● **AIM**
Render the records from the line containing "the photo below." through the line containing "x=579, y=388", both lines included, as a numbered list with blank lines left out.

● **LISTED RECORDS**

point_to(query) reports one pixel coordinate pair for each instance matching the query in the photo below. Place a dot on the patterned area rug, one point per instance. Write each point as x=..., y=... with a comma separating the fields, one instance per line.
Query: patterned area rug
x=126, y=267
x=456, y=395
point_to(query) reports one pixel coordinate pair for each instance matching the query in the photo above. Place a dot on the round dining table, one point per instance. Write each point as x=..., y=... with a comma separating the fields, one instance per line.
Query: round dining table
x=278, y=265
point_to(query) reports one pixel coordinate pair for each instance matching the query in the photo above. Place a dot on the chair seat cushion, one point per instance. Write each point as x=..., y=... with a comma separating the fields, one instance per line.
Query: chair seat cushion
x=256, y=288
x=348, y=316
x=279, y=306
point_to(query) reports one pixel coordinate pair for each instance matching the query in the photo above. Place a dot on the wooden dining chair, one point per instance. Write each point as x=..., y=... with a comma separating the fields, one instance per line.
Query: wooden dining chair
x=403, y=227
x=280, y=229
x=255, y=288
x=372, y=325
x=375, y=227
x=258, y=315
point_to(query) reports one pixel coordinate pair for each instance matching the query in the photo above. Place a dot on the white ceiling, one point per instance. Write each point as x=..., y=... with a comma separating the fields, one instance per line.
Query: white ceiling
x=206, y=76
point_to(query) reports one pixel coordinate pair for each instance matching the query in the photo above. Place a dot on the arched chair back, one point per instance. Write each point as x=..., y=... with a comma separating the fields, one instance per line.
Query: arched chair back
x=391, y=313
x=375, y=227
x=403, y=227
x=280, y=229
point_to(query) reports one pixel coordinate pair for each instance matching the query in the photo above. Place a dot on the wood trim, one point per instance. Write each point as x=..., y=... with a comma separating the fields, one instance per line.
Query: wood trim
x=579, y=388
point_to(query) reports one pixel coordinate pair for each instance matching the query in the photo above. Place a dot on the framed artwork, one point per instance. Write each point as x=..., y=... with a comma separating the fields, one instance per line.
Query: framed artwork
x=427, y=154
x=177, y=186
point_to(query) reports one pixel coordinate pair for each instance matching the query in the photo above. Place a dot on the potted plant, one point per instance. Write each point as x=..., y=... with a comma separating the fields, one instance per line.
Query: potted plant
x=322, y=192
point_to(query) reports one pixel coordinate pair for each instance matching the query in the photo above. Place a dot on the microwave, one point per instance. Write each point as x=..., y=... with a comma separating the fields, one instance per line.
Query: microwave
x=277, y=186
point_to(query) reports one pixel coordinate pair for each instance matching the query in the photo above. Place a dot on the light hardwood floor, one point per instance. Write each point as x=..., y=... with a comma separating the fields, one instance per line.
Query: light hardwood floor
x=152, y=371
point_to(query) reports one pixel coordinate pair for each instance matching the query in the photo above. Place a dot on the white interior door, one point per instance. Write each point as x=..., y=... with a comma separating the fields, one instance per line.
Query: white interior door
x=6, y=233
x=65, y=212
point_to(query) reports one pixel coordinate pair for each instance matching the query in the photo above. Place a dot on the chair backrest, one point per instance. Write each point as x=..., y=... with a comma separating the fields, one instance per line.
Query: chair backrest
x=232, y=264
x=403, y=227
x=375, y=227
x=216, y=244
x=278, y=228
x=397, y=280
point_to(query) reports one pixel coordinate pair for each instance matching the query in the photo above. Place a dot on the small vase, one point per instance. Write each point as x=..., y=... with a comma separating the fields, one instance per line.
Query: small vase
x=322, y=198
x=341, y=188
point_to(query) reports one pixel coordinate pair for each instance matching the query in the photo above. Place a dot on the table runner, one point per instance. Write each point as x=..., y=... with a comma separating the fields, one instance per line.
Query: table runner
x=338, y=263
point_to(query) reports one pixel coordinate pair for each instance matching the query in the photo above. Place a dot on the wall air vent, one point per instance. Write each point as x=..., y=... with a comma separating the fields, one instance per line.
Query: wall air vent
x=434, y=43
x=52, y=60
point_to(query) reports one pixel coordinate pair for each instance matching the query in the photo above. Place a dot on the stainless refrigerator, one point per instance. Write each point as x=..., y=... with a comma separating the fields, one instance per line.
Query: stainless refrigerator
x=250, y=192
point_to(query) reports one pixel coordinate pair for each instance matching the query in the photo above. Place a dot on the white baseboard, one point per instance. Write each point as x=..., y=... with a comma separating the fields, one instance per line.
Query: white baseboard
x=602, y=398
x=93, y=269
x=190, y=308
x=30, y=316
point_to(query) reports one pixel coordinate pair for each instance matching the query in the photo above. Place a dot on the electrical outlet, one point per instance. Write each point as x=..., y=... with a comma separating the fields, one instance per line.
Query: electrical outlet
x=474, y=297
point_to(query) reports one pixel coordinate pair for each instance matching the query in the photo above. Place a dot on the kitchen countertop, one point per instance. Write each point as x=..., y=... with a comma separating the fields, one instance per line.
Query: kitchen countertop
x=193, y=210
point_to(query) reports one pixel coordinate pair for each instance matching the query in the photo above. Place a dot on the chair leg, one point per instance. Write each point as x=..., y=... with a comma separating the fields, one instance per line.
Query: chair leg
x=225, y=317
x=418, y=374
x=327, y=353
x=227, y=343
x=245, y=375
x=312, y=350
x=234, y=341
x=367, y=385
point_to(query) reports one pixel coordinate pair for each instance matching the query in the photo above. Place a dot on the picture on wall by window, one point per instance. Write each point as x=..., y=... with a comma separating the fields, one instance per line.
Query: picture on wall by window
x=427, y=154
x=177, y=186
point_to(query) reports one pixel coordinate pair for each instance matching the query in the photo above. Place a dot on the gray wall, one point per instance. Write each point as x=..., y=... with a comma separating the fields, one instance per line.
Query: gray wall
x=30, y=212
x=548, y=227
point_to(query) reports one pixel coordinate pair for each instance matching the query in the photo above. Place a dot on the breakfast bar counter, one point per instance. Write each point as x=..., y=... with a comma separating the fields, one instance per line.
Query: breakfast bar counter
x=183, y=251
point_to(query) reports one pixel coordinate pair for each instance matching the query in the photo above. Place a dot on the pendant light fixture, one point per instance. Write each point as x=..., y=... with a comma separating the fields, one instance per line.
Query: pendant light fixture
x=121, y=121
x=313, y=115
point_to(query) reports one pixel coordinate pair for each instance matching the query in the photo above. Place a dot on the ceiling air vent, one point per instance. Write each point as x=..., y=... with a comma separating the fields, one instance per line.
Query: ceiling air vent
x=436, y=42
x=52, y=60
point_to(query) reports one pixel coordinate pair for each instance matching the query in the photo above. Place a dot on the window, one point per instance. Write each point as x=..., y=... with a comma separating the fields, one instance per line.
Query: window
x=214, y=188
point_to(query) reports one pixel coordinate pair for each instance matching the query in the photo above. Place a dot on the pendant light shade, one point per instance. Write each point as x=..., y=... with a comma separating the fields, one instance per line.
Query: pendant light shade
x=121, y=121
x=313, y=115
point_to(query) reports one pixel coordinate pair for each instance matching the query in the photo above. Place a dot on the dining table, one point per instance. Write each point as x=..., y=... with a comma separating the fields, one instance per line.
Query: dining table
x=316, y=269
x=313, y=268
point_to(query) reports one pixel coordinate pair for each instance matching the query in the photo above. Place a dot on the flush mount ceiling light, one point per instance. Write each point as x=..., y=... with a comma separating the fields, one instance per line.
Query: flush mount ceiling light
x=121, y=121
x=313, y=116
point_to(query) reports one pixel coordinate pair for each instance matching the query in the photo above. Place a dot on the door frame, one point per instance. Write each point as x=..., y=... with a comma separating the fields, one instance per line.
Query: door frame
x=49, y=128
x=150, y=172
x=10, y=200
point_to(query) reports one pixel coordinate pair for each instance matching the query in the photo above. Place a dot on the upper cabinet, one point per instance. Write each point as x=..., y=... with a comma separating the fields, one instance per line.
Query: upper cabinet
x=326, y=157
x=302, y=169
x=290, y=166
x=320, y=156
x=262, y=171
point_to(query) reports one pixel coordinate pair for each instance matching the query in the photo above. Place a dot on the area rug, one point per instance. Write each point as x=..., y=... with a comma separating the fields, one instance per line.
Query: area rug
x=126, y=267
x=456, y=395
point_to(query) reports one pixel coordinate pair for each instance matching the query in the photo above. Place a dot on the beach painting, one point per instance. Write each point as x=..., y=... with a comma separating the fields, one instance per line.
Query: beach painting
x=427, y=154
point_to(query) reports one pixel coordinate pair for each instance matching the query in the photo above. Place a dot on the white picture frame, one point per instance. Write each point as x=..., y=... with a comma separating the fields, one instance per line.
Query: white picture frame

==

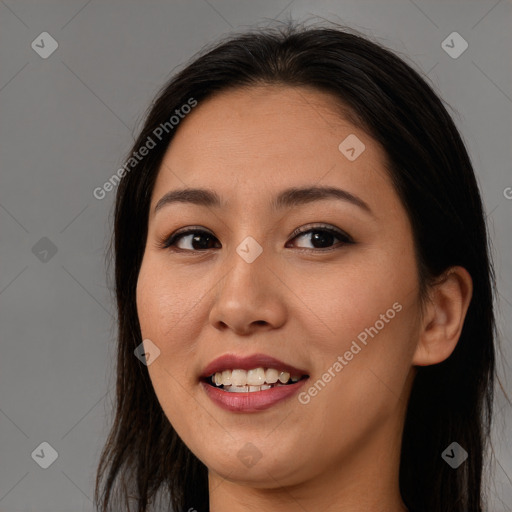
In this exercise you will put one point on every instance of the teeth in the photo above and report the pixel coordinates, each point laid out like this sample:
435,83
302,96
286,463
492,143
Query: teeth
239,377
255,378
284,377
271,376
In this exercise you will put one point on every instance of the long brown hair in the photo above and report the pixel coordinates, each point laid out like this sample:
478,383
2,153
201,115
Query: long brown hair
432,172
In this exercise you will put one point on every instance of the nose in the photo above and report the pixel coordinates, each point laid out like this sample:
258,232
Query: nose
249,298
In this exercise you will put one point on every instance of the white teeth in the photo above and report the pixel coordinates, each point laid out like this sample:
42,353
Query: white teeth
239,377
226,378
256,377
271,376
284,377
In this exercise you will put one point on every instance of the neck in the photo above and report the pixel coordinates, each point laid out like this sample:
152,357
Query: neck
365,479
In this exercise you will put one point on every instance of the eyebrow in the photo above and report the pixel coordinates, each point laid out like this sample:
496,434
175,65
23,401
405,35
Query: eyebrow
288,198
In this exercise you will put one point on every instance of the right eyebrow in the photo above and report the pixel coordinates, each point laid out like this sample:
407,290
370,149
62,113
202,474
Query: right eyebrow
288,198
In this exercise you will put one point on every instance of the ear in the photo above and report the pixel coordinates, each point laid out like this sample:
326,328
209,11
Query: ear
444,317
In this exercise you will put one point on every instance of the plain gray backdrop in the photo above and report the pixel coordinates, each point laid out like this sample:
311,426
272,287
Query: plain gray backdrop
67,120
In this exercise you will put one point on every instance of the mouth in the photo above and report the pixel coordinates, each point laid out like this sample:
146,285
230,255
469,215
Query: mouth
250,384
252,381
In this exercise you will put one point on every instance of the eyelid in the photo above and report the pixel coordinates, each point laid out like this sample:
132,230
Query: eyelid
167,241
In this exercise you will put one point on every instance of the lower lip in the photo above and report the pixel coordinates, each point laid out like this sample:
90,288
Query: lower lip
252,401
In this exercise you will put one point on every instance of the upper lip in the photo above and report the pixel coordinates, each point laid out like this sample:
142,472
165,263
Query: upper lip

...

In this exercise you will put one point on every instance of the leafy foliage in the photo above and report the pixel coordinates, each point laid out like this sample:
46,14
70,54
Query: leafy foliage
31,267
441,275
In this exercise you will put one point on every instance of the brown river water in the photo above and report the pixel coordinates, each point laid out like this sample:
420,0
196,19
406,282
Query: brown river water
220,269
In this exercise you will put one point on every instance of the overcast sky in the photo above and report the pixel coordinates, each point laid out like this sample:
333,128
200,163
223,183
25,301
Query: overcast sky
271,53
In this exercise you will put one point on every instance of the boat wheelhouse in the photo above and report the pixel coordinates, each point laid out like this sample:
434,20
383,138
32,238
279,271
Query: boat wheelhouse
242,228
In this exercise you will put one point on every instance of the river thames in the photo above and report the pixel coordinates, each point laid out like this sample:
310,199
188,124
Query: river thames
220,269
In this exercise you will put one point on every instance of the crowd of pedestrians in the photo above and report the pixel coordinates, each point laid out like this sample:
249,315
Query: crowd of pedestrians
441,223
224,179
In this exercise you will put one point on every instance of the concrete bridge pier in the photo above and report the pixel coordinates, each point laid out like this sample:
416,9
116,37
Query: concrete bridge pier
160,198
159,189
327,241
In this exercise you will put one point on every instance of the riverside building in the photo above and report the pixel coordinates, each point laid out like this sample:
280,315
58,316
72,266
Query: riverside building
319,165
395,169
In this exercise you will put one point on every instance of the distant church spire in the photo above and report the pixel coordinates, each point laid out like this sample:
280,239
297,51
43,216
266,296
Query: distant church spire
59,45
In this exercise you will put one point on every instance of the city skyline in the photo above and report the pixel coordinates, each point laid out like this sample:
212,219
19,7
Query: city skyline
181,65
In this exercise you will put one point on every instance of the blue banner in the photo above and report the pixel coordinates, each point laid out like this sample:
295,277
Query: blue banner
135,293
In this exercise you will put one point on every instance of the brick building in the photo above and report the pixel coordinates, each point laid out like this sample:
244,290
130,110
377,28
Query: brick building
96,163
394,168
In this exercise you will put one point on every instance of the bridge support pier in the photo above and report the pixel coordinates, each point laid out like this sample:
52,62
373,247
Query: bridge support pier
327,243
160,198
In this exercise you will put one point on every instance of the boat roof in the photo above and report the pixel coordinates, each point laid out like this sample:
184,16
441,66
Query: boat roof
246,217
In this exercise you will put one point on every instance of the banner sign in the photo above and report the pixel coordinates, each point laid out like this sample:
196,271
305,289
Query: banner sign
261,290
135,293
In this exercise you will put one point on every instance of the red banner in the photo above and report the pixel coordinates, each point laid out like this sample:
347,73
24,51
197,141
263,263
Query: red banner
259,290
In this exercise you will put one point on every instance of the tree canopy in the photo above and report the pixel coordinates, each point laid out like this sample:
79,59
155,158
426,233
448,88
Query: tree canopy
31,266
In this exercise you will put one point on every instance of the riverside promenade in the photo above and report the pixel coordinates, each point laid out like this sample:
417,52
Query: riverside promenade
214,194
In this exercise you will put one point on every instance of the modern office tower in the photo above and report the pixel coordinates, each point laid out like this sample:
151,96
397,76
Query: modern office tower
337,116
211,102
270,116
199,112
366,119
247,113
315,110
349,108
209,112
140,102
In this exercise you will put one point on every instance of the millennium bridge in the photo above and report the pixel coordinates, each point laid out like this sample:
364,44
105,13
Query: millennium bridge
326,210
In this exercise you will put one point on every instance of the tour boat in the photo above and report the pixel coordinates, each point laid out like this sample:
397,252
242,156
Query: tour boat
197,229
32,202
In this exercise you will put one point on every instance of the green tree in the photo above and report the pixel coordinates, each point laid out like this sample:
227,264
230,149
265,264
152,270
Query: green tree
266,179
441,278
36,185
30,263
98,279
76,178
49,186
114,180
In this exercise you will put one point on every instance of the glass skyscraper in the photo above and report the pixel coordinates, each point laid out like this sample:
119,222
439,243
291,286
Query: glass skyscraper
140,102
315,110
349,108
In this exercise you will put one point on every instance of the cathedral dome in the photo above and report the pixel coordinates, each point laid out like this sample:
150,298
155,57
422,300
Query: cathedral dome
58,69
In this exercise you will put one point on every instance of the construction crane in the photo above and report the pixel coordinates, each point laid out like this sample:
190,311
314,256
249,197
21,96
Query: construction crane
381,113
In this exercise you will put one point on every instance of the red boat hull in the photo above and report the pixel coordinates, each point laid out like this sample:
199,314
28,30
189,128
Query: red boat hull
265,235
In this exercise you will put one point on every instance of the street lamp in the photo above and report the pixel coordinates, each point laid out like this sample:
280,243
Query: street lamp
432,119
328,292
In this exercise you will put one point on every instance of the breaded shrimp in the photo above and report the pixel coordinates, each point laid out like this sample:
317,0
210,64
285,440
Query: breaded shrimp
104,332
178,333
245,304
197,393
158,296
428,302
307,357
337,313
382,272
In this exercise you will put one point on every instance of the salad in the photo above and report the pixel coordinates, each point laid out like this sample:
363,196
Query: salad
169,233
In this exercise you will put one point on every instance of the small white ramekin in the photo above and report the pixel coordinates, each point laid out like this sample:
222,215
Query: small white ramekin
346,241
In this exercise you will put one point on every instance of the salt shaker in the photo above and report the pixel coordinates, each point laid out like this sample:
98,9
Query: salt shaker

● **SOLUTION TO THIS PROBLEM**
1. point_to(query) reports one pixel coordinate pair for each instance matching the query in the photo below. Place a dot on the patterned area rug, one point per instance. Write each point as x=..., y=... with a comma separating the fields, one instance per line.
2. Query: patterned area rug
3. x=126, y=267
4. x=456, y=395
5. point_to(query) reports one pixel coordinate pair for each instance matching the query in the photo above. Place a dot on the round dining table, one point per instance. Write each point as x=..., y=... with a comma separating the fields, one instance per line.
6. Query: round dining table
7. x=278, y=265
8. point_to(query) reports one pixel coordinate pair for each instance matching the query in the photo above. Place a dot on the chair seat cushion, one point per instance. Write each point as x=..., y=... with a comma separating the fields, one instance per line.
9. Query: chair seat cushion
10. x=256, y=288
11. x=348, y=316
12. x=279, y=306
13. point_to(query) reports one pixel coordinate pair for each instance matching the query in the photo above. Place a dot on the wooden dining chair, one point per instance. Write each point as x=..., y=... with a comma separating the fields, one instance per line.
14. Query: wooden dining chair
15. x=403, y=227
16. x=280, y=229
17. x=255, y=288
18. x=372, y=325
19. x=375, y=227
20. x=258, y=315
21. point_to(query) reports one pixel coordinate pair for each instance matching the query in the photo above. Place a dot on the white ceiling, one point per instance. Write each point as x=..., y=... with a comma separating the fields, one instance per line.
22. Query: white ceiling
23. x=206, y=76
24. point_to(query) reports one pixel coordinate pair for each instance matching the query in the photo above. Place a dot on the arched chair back, one point per instance. Write each point as x=..., y=... with a comma separating the fields, one instance per line.
25. Query: arched chair back
26. x=391, y=313
27. x=375, y=227
28. x=403, y=227
29. x=280, y=229
30. point_to(query) reports one pixel coordinate pair for each instance matching the query in the photo above. Place a dot on the wood trim, one point per instance. Write each point as x=..., y=... with a comma separating the fields, one instance per line.
31. Query: wood trim
32. x=579, y=388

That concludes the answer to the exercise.